[Exercise description] Extract each line in the material below that contains the word "Requested". Case counts.
##### Records shown #####
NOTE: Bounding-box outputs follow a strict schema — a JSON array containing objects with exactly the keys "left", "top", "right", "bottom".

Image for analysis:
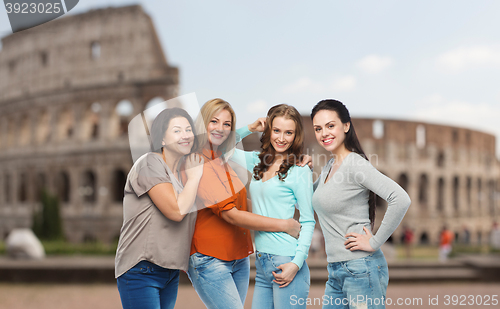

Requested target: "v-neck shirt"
[
  {"left": 115, "top": 152, "right": 196, "bottom": 278},
  {"left": 312, "top": 152, "right": 411, "bottom": 263}
]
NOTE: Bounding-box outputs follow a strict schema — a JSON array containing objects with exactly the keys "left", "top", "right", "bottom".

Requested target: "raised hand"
[
  {"left": 248, "top": 117, "right": 267, "bottom": 132},
  {"left": 186, "top": 153, "right": 205, "bottom": 180},
  {"left": 297, "top": 155, "right": 313, "bottom": 169}
]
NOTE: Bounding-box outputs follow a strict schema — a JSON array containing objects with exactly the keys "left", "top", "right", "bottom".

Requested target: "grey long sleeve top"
[{"left": 312, "top": 152, "right": 411, "bottom": 263}]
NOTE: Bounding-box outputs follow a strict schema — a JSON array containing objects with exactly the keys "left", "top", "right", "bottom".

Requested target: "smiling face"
[
  {"left": 271, "top": 116, "right": 295, "bottom": 153},
  {"left": 207, "top": 109, "right": 232, "bottom": 146},
  {"left": 162, "top": 117, "right": 194, "bottom": 156},
  {"left": 313, "top": 109, "right": 350, "bottom": 153}
]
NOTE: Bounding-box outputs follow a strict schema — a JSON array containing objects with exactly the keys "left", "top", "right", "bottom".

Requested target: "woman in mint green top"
[{"left": 231, "top": 104, "right": 316, "bottom": 309}]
#####
[Complete output]
Requested target: "v-neck shirt"
Requested target: "raised hand"
Requested target: "grey long sleeve top"
Requested target: "smiling face"
Requested target: "woman in mint green top"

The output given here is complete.